- Source document:
● ● ●

Down in the Cellar is the fourteenth studio album by Al Stewart, released in 2000 in Europe by EMI. It was released in 2001 by Miramar in the US. It was re-released in 2007 with bonus tracks by Collectors' Choice Music.

Its primary theme is that of wine, and almost all the songs on the album refer to various varieties of the alcoholic beverage, including Chardonnay and Shiraz.

Track listing
All tracks by Al Stewart except where noted.

● ● ●

[Raw records]
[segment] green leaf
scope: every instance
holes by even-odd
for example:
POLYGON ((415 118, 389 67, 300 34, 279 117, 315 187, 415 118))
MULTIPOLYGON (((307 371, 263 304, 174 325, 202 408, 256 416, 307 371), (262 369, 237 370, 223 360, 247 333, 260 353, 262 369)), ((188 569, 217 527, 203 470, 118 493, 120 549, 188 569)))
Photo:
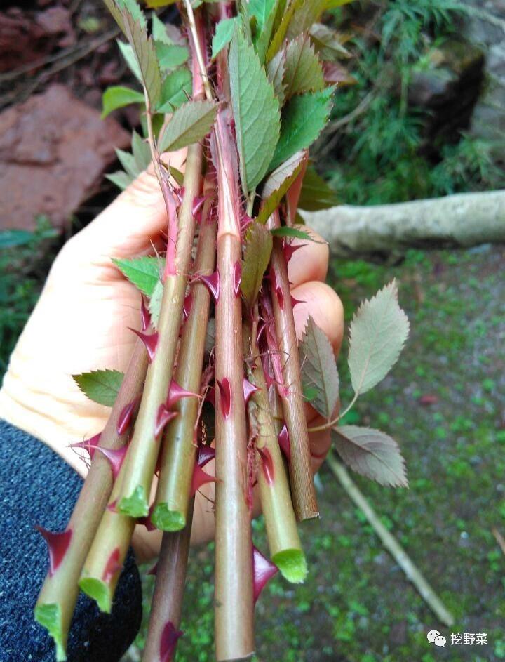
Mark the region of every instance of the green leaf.
POLYGON ((379 430, 342 425, 333 428, 335 447, 356 473, 381 485, 408 487, 405 461, 398 444, 379 430))
POLYGON ((396 362, 408 332, 396 281, 361 304, 349 327, 349 366, 356 395, 384 379, 396 362))
POLYGON ((215 33, 213 37, 213 60, 218 53, 230 43, 234 35, 235 26, 240 25, 240 20, 239 16, 234 16, 233 18, 225 18, 217 23, 215 33))
POLYGON ((158 320, 159 319, 159 313, 161 309, 161 299, 163 298, 163 283, 159 279, 158 282, 154 286, 154 289, 151 295, 149 303, 151 322, 154 329, 158 328, 158 320))
POLYGON ((185 46, 172 44, 170 46, 162 41, 155 41, 154 48, 160 69, 171 71, 183 65, 189 57, 189 51, 185 46))
POLYGON ((92 370, 72 375, 74 381, 90 400, 106 407, 114 404, 123 377, 119 370, 92 370))
POLYGON ((340 44, 337 33, 323 23, 311 27, 310 37, 322 60, 335 62, 342 57, 351 57, 349 51, 340 44))
POLYGON ((295 96, 283 111, 281 138, 269 169, 277 168, 295 152, 305 150, 316 140, 326 124, 331 109, 333 88, 295 96))
POLYGON ((257 55, 238 30, 229 65, 242 187, 248 194, 266 174, 274 154, 281 126, 279 105, 257 55))
POLYGON ((314 46, 304 34, 288 44, 284 83, 286 98, 302 92, 318 92, 324 88, 323 67, 314 46))
POLYGON ((310 387, 316 389, 311 404, 329 419, 339 397, 337 363, 330 340, 310 315, 302 338, 299 356, 304 390, 310 387))
POLYGON ((191 93, 191 74, 186 67, 181 67, 169 74, 161 86, 161 97, 158 111, 173 112, 188 100, 191 93))
POLYGON ((160 261, 156 257, 144 256, 131 260, 112 260, 121 273, 130 283, 147 296, 152 296, 156 284, 159 280, 160 261))
POLYGON ((244 259, 242 263, 241 289, 248 310, 256 301, 263 282, 263 274, 270 261, 273 241, 264 225, 254 223, 245 235, 244 259))
POLYGON ((135 131, 132 133, 132 152, 137 166, 137 173, 140 175, 151 163, 151 149, 147 141, 135 131))
POLYGON ((264 201, 257 218, 259 223, 266 223, 272 213, 279 206, 281 200, 300 173, 305 155, 306 152, 303 150, 297 152, 290 159, 269 175, 262 192, 264 201))
POLYGON ((129 87, 113 85, 108 87, 102 96, 102 119, 116 110, 132 103, 144 103, 144 95, 129 87))
POLYGON ((284 103, 285 91, 284 88, 284 74, 285 73, 285 48, 276 53, 268 63, 267 74, 269 80, 274 86, 275 95, 282 106, 284 103))
POLYGON ((122 170, 118 170, 115 173, 109 173, 108 175, 105 176, 105 178, 108 179, 109 182, 112 182, 113 184, 115 184, 116 186, 121 190, 124 190, 135 179, 131 175, 127 174, 122 170))
POLYGON ((307 211, 328 209, 338 204, 337 194, 316 172, 313 166, 309 166, 302 184, 298 207, 307 211))
POLYGON ((172 152, 203 140, 210 131, 219 106, 213 101, 189 101, 177 108, 158 145, 161 152, 172 152))

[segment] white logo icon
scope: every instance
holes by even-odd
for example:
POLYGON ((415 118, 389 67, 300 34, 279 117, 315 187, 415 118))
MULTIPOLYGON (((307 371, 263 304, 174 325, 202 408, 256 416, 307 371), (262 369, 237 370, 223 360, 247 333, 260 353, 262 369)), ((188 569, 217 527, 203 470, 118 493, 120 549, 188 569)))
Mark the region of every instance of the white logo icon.
POLYGON ((435 644, 436 646, 445 646, 447 640, 438 632, 438 630, 430 630, 426 635, 426 639, 430 644, 435 644))

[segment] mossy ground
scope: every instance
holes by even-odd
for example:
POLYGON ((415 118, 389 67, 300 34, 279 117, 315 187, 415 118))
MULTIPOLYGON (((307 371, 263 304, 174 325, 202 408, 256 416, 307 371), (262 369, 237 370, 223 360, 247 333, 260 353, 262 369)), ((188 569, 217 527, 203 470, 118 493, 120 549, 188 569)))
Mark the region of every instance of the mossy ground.
MULTIPOLYGON (((447 606, 438 623, 328 468, 317 485, 321 519, 303 526, 302 585, 278 577, 257 607, 257 660, 434 662, 505 659, 505 282, 500 249, 410 251, 397 266, 333 261, 329 282, 347 317, 391 278, 412 331, 400 361, 347 422, 387 430, 401 445, 410 488, 356 477, 447 606), (423 395, 436 402, 423 406, 423 395), (439 630, 445 648, 428 643, 439 630), (451 646, 451 632, 487 633, 487 646, 451 646)), ((351 392, 339 362, 342 403, 351 392)), ((256 544, 267 550, 261 519, 256 544)), ((213 649, 213 545, 191 552, 179 662, 213 649)), ((152 578, 145 581, 146 616, 152 578)), ((142 647, 145 630, 137 644, 142 647)))

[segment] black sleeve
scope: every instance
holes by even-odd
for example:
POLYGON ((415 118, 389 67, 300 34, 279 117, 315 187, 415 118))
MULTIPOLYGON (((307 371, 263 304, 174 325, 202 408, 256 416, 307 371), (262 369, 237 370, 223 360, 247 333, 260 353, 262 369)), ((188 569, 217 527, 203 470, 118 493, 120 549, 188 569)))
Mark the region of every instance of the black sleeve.
MULTIPOLYGON (((53 662, 53 641, 33 610, 48 569, 34 527, 63 531, 82 479, 48 446, 0 421, 0 662, 53 662)), ((69 662, 118 662, 142 619, 138 570, 130 551, 111 614, 81 594, 67 647, 69 662)))

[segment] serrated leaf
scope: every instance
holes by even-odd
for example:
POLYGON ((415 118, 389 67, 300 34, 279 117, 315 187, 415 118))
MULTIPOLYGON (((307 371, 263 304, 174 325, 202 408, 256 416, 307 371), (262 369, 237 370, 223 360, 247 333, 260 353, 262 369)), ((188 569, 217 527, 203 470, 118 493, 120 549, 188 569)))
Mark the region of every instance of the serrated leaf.
POLYGON ((127 174, 135 178, 139 174, 139 169, 135 162, 135 157, 129 152, 125 152, 123 150, 116 150, 116 156, 119 159, 119 163, 126 171, 127 174))
POLYGON ((154 107, 161 91, 161 74, 156 58, 154 44, 151 37, 138 20, 125 11, 124 33, 135 54, 142 85, 149 97, 151 105, 154 107))
POLYGON ((262 192, 264 201, 257 218, 259 223, 266 223, 279 206, 281 201, 302 171, 305 154, 304 150, 297 152, 270 173, 262 192))
POLYGON ((234 16, 233 18, 225 18, 220 20, 216 25, 216 31, 213 37, 212 59, 213 60, 218 53, 231 41, 235 26, 240 25, 240 17, 234 16))
POLYGON ((330 340, 310 315, 302 338, 299 356, 304 390, 305 387, 316 389, 311 404, 329 419, 339 397, 337 363, 330 340))
POLYGON ((286 98, 324 88, 323 67, 306 35, 300 34, 288 44, 284 84, 286 98))
POLYGON ((310 37, 322 60, 331 62, 350 58, 351 53, 340 43, 339 35, 323 23, 316 23, 310 29, 310 37))
POLYGON ((177 69, 189 57, 189 51, 185 46, 178 46, 177 44, 169 45, 162 41, 155 41, 154 48, 160 69, 164 72, 177 69))
POLYGON ((384 379, 396 362, 408 332, 396 281, 361 304, 349 327, 349 366, 356 395, 384 379))
POLYGON ((92 370, 72 375, 74 381, 87 397, 107 407, 114 404, 123 378, 119 370, 92 370))
POLYGON ((181 67, 169 74, 161 86, 161 113, 173 112, 186 101, 191 93, 191 74, 186 67, 181 67))
POLYGON ((274 88, 254 48, 236 30, 229 66, 242 187, 254 190, 267 173, 281 128, 274 88))
POLYGON ((115 184, 116 186, 123 191, 127 186, 131 184, 135 178, 123 172, 122 170, 118 170, 115 173, 109 173, 108 175, 105 176, 105 178, 108 179, 109 182, 112 182, 113 184, 115 184))
POLYGON ((113 259, 112 261, 130 282, 137 287, 143 294, 152 296, 160 276, 158 258, 146 256, 131 260, 113 259))
POLYGON ((270 261, 273 243, 270 232, 264 225, 258 223, 253 223, 245 235, 241 290, 248 310, 254 305, 261 289, 263 274, 270 261))
POLYGON ((313 241, 314 244, 326 243, 325 241, 318 241, 307 230, 291 227, 288 225, 283 225, 282 227, 274 227, 270 230, 270 232, 274 237, 288 237, 293 239, 305 239, 307 241, 313 241))
POLYGON ((102 119, 118 108, 132 103, 144 103, 144 95, 141 92, 121 85, 113 85, 108 87, 102 96, 102 119))
POLYGON ((288 40, 294 39, 302 32, 306 32, 316 21, 318 20, 325 10, 327 0, 311 0, 310 2, 299 2, 293 12, 286 30, 288 40))
POLYGON ((316 140, 326 124, 333 88, 293 97, 283 110, 281 138, 269 169, 277 168, 316 140))
POLYGON ((338 204, 337 194, 316 172, 314 166, 309 166, 303 179, 298 207, 306 211, 328 209, 338 204))
POLYGON ((158 282, 154 286, 154 289, 151 295, 149 303, 151 322, 154 329, 158 328, 158 320, 159 319, 159 313, 161 309, 161 299, 163 298, 163 283, 159 279, 158 282))
POLYGON ((398 444, 379 430, 342 425, 333 428, 339 455, 356 473, 381 485, 408 487, 405 461, 398 444))
POLYGON ((283 48, 276 53, 268 63, 267 74, 269 80, 274 86, 275 95, 278 100, 279 105, 284 103, 284 73, 285 72, 285 49, 283 48))
POLYGON ((210 131, 219 106, 213 101, 189 101, 177 108, 165 127, 158 149, 172 152, 203 140, 210 131))
POLYGON ((149 143, 135 131, 132 132, 132 153, 138 174, 143 172, 151 163, 151 149, 149 143))

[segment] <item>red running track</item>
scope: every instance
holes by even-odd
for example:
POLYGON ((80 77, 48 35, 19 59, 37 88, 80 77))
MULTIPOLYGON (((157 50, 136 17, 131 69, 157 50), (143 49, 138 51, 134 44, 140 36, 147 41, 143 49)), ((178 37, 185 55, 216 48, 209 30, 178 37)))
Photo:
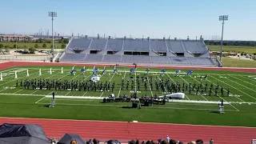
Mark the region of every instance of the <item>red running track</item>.
POLYGON ((54 120, 40 118, 0 118, 0 123, 41 125, 49 138, 61 138, 66 133, 78 134, 86 139, 135 139, 154 140, 166 138, 182 142, 202 138, 214 144, 250 143, 255 138, 256 128, 235 126, 210 126, 144 122, 54 120))

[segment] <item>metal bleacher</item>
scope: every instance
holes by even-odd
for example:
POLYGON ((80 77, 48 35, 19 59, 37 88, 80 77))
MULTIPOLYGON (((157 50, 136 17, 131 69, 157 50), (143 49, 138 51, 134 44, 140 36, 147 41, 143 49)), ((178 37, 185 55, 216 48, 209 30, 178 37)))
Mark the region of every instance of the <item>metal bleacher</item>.
POLYGON ((86 50, 88 49, 91 41, 92 41, 91 39, 87 39, 84 38, 72 38, 68 45, 68 48, 72 50, 86 50))
POLYGON ((59 62, 216 66, 203 40, 72 38, 59 62), (80 50, 80 51, 79 51, 80 50))
POLYGON ((185 41, 183 43, 185 48, 193 54, 202 54, 208 50, 206 46, 203 46, 201 42, 185 41))

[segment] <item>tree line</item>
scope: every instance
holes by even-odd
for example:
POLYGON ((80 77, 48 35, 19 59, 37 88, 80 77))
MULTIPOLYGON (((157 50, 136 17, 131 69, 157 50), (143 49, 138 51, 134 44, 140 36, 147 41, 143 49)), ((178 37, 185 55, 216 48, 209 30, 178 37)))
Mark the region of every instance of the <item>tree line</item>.
MULTIPOLYGON (((221 45, 221 41, 204 40, 206 45, 221 45)), ((256 46, 256 41, 223 41, 223 46, 256 46)))

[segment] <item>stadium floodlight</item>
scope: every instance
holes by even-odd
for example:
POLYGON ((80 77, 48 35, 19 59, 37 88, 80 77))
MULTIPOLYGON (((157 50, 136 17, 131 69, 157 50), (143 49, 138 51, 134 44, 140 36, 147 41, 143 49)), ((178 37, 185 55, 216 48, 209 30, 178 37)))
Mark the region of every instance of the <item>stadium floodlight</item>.
POLYGON ((48 16, 51 17, 51 34, 53 37, 53 47, 51 50, 53 52, 53 58, 54 58, 54 17, 57 17, 57 12, 48 12, 48 16))
POLYGON ((224 31, 224 22, 229 20, 228 15, 221 15, 218 17, 218 20, 222 22, 222 42, 221 42, 221 55, 220 55, 220 60, 222 61, 222 46, 223 46, 223 31, 224 31))

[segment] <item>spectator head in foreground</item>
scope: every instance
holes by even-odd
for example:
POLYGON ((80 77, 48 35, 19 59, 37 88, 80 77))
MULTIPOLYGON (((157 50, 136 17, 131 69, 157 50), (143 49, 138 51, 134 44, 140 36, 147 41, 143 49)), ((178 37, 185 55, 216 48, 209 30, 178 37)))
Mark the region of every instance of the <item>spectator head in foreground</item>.
POLYGON ((146 141, 146 144, 153 144, 153 143, 152 143, 152 141, 149 140, 149 141, 146 141))
POLYGON ((197 144, 203 144, 203 141, 202 141, 202 139, 198 139, 198 140, 196 141, 196 143, 197 143, 197 144))
POLYGON ((72 140, 70 142, 70 144, 78 144, 78 142, 76 140, 72 140))
POLYGON ((94 142, 94 144, 98 144, 98 143, 99 143, 100 142, 99 142, 99 140, 94 138, 94 139, 93 140, 93 142, 94 142))
POLYGON ((170 144, 178 144, 178 141, 176 141, 175 139, 171 139, 170 140, 170 144))
POLYGON ((210 139, 210 144, 214 144, 214 140, 213 140, 213 138, 210 139))
POLYGON ((161 144, 169 144, 169 142, 166 140, 163 140, 161 142, 161 144))

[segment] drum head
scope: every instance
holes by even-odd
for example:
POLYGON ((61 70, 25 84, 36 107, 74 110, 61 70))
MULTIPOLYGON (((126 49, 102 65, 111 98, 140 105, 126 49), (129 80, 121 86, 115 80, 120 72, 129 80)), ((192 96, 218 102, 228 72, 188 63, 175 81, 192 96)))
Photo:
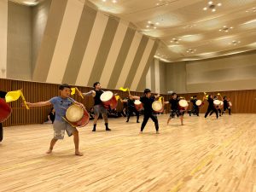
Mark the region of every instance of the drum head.
POLYGON ((3 99, 0 98, 0 123, 5 121, 11 114, 12 109, 3 99))
POLYGON ((197 105, 197 106, 201 106, 201 100, 197 100, 196 102, 195 102, 195 105, 197 105))
POLYGON ((214 100, 213 103, 214 103, 214 105, 219 105, 220 104, 220 101, 219 100, 214 100))
POLYGON ((135 100, 134 104, 135 105, 140 105, 140 104, 142 104, 142 102, 139 100, 135 100))
POLYGON ((66 112, 66 118, 70 122, 77 122, 82 119, 84 110, 79 106, 74 104, 70 106, 66 112))
POLYGON ((186 108, 186 107, 189 106, 188 102, 186 100, 184 100, 184 99, 180 100, 178 102, 178 104, 179 104, 180 107, 183 107, 183 108, 186 108))
POLYGON ((102 102, 108 102, 113 97, 113 92, 111 91, 105 91, 104 93, 102 94, 101 96, 101 100, 102 102))
POLYGON ((163 108, 163 104, 160 101, 155 101, 152 103, 152 108, 154 111, 160 111, 163 108))

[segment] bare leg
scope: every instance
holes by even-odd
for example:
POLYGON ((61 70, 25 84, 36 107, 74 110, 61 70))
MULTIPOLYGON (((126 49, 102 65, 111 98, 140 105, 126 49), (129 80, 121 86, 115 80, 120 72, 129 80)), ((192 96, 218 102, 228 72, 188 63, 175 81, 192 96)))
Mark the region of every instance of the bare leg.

● ● ●

- Problems to work on:
1 - Please pull the passage of the album text from "Its primary theme" to "except where noted.", copying it word for word.
2 - Recast the paragraph of the album text that begins "Down in the Cellar is the fourteenth studio album" as a short bulleted list that keeps its main facts.
3 - Answer these questions using the album text:
(a) Which label released the album in the US in 2001?
(b) What is the album's primary theme?
(c) Who re-released the album in 2007?

- Final results:
1 -
Its primary theme is that of wine, and almost all the songs on the album refer to various varieties of the alcoholic beverage, including Chardonnay and Shiraz.

Track listing
All tracks by Al Stewart except where noted.

2 -
- Fourteenth studio album by Al Stewart
- Released in Europe in 2000 by EMI
- Released in the US in 2001 by Miramar
- Re-released in 2007 with bonus tracks by Collectors' Choice Music

3 -
(a) Miramar
(b) Wine
(c) Collectors' Choice Music